Stored data entries =>
--*--

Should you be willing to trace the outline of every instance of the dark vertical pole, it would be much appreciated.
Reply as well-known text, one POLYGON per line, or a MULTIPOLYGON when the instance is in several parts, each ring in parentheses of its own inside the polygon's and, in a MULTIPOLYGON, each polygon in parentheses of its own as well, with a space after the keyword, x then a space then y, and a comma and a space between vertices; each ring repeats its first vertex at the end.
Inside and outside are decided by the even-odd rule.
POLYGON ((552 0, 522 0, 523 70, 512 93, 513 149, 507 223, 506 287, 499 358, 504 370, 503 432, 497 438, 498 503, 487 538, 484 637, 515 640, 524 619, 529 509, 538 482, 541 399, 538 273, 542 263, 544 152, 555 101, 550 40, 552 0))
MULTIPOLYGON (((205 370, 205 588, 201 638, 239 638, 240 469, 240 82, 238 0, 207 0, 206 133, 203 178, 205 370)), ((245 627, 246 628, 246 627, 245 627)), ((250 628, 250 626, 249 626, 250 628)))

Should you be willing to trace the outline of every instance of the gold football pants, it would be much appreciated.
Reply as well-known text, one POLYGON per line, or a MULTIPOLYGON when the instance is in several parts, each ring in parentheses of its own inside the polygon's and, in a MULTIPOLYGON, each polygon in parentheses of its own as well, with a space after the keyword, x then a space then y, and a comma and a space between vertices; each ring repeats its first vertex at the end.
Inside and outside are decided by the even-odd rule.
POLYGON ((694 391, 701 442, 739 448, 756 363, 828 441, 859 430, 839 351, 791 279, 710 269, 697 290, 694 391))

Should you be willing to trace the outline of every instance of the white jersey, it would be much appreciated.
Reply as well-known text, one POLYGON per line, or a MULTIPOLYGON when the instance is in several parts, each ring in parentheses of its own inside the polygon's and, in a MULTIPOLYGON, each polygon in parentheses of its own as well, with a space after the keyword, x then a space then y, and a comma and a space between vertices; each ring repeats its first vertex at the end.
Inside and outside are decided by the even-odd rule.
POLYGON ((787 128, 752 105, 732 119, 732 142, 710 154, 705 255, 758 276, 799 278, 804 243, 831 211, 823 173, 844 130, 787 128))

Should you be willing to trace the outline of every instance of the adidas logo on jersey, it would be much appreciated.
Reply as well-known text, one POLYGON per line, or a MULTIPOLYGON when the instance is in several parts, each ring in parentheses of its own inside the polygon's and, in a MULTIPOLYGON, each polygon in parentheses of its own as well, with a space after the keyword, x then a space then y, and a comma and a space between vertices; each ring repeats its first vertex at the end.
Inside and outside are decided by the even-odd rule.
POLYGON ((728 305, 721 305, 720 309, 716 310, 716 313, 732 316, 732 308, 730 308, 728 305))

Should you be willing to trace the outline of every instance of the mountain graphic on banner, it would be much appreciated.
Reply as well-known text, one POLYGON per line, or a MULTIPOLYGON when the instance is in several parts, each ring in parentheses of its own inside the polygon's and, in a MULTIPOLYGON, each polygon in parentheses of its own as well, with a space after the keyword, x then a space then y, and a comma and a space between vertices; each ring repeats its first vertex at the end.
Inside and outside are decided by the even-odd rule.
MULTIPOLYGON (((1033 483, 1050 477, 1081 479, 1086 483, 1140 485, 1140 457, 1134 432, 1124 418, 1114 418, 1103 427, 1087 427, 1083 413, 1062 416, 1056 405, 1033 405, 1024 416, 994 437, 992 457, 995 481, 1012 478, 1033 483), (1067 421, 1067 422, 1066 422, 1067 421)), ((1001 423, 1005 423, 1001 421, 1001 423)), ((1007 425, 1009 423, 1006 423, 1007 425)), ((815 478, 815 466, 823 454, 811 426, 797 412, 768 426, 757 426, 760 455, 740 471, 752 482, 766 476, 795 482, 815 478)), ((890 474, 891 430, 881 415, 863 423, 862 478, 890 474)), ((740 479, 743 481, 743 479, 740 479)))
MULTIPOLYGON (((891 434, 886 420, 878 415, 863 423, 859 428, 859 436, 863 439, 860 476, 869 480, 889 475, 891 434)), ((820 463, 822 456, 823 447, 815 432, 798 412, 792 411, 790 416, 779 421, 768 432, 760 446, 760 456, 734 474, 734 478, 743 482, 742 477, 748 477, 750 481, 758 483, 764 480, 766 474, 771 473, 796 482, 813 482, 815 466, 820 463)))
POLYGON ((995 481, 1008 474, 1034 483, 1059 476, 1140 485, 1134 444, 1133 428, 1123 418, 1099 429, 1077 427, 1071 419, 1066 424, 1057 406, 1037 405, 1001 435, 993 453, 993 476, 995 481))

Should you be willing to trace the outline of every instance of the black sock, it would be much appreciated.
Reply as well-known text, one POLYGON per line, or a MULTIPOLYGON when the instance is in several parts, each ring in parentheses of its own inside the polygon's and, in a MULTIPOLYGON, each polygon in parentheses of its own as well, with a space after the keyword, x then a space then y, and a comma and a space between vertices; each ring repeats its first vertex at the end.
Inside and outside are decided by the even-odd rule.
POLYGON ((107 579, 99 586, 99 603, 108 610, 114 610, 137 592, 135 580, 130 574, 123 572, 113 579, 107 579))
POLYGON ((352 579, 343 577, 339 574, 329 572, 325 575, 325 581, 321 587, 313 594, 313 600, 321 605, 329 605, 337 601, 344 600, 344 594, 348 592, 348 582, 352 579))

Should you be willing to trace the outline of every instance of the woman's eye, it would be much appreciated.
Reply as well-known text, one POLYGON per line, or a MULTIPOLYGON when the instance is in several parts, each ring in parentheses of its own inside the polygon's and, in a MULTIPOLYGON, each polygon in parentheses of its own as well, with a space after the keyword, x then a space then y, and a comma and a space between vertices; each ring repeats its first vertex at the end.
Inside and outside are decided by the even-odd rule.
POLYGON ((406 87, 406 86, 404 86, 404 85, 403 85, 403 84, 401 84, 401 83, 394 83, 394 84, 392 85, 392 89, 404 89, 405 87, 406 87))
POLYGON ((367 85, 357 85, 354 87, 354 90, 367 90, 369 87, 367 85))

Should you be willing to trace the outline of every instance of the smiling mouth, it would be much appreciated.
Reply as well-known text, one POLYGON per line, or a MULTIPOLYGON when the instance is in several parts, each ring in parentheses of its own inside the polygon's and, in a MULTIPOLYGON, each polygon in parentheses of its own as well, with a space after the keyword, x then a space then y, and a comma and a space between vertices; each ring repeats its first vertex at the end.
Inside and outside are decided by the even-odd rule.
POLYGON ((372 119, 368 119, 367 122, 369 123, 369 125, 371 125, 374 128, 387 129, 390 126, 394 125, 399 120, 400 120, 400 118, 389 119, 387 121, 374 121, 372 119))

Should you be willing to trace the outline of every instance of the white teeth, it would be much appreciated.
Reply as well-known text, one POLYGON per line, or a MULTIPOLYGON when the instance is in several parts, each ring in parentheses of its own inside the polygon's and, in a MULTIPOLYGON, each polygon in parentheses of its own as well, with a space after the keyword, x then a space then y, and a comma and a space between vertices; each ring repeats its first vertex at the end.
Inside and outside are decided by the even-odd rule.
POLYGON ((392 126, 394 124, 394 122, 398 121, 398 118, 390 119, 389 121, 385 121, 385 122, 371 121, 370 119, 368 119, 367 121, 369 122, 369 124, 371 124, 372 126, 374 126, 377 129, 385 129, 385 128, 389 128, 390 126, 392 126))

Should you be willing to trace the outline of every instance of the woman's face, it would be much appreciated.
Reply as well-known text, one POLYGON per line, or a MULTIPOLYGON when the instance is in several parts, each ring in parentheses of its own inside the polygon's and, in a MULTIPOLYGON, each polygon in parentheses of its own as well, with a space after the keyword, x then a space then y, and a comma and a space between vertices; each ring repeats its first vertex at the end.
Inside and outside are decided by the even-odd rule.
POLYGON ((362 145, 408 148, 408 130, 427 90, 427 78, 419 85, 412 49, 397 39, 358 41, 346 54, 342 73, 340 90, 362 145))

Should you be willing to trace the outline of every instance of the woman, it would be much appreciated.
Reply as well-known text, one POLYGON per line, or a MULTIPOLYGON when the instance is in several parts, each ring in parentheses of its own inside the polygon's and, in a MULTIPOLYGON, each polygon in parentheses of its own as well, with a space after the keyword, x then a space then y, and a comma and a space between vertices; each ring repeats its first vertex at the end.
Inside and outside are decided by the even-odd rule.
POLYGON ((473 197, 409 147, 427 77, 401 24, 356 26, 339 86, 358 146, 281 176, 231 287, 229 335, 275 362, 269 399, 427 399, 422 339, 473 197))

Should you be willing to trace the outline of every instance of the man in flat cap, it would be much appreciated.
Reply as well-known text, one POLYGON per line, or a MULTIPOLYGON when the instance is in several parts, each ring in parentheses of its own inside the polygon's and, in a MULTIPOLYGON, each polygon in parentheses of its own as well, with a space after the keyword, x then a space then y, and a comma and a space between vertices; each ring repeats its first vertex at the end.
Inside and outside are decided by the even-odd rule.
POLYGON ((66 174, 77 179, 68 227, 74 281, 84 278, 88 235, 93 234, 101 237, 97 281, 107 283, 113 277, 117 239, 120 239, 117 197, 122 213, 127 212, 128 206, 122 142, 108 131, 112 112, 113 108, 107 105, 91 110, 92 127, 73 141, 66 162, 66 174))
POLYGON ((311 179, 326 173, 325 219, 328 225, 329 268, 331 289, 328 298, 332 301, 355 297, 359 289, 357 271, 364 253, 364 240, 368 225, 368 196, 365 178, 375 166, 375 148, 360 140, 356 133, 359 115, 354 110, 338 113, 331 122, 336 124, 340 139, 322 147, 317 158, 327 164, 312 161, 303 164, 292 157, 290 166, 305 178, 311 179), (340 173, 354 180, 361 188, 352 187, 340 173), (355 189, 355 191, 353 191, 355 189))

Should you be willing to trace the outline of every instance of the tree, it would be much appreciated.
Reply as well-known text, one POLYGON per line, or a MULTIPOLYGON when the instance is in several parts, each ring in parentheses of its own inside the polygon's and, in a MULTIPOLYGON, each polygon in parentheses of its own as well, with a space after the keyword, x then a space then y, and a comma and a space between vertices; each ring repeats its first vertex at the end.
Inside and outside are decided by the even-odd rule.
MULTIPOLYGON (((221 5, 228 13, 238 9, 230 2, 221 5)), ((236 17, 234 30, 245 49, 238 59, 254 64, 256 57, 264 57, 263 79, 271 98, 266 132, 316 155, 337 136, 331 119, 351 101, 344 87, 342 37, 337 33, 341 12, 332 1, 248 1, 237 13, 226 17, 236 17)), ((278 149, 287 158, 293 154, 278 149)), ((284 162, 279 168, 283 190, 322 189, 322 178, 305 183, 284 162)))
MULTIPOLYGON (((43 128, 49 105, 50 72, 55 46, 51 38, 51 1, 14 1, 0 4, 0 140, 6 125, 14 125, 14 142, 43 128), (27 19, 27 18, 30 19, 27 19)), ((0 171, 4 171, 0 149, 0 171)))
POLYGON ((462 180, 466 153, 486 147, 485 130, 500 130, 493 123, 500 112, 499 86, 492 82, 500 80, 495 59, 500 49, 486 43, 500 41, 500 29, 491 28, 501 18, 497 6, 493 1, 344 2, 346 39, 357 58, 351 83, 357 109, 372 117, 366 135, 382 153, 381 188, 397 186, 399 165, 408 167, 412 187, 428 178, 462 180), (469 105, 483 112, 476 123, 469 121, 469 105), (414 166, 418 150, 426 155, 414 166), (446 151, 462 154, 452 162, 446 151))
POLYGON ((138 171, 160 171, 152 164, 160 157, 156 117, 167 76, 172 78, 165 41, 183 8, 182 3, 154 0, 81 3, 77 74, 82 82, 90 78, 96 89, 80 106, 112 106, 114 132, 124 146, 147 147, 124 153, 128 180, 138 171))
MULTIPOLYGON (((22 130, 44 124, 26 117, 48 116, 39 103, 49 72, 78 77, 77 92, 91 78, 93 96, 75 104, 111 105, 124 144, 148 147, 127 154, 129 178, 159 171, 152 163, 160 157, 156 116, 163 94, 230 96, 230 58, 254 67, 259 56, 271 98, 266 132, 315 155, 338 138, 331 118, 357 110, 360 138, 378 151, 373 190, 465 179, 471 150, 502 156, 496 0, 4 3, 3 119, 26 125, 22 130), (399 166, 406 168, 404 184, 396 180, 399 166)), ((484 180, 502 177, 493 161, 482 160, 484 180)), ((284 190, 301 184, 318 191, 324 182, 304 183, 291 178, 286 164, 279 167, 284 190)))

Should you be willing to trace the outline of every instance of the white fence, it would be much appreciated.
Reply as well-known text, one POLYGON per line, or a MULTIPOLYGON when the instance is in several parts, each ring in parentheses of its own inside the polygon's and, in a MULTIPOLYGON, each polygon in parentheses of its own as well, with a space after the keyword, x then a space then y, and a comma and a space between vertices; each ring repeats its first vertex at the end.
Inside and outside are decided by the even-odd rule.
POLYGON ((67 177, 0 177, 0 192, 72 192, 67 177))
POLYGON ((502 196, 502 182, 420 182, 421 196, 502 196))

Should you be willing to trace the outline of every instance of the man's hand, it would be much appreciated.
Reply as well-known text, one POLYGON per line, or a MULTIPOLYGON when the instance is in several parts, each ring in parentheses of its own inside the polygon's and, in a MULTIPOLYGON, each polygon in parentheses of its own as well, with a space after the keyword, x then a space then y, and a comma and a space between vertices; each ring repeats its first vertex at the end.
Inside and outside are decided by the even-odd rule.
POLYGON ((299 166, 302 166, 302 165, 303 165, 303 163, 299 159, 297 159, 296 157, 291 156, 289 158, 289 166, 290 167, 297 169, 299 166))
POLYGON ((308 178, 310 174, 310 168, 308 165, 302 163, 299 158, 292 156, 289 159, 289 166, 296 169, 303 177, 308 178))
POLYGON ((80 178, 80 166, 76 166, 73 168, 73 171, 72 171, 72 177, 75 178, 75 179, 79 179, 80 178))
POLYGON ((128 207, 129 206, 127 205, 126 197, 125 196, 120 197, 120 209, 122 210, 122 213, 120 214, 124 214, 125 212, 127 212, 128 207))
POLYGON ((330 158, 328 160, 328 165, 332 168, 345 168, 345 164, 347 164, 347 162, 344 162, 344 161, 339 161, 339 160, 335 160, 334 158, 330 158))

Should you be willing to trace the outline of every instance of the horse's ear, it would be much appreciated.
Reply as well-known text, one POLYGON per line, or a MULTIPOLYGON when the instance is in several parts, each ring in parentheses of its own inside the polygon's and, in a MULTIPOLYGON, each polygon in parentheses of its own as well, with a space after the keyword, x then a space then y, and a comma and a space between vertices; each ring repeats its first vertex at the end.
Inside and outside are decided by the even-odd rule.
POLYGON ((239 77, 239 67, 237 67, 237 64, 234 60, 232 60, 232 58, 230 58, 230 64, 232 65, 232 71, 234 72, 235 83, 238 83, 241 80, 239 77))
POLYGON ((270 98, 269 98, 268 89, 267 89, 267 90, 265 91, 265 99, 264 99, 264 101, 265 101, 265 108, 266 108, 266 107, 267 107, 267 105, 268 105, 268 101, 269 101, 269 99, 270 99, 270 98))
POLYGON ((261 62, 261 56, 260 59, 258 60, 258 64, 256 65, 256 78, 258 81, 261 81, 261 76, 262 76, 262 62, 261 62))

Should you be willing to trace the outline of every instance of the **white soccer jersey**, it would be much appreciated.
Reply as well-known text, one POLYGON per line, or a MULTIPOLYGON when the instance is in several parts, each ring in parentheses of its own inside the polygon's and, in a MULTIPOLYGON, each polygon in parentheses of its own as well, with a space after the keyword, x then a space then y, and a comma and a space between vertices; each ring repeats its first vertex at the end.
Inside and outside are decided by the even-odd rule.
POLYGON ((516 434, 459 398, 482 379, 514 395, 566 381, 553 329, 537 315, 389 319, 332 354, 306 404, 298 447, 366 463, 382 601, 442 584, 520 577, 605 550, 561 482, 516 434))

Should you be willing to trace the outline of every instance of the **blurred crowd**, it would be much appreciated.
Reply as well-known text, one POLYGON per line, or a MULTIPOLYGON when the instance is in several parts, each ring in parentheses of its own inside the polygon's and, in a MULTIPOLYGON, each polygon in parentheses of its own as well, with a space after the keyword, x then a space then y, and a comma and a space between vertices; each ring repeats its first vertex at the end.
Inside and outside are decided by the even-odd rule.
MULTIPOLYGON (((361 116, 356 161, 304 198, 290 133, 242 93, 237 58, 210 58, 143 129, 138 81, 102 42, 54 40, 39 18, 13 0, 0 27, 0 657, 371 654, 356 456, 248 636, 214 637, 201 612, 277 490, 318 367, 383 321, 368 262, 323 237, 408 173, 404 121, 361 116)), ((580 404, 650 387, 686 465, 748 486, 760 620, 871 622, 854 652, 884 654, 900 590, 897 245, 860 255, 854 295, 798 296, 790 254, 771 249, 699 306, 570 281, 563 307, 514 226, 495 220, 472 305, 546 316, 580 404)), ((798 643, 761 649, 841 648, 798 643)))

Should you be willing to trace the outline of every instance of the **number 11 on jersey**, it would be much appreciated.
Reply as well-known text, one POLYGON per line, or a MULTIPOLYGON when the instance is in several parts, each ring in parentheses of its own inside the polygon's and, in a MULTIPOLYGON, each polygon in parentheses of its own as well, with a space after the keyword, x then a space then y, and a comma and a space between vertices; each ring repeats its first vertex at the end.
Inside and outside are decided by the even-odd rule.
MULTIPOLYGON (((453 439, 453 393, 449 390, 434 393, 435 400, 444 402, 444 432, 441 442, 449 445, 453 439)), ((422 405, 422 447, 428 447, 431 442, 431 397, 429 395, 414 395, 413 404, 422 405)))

--*--

Problem requirements => Find the lines above with the word "white". Copy them out.

Written solution =>
Should you be willing to trace the outline of every instance of the white jersey, it would be much appreciated.
Should you be willing to trace the outline of every instance of the white teeth, it would be much appreciated.
Should you be willing to trace the outline of every instance of the white fence, it would be much appreciated.
Should you be willing to trace the outline of every instance of the **white soccer jersey**, it would be much appreciated.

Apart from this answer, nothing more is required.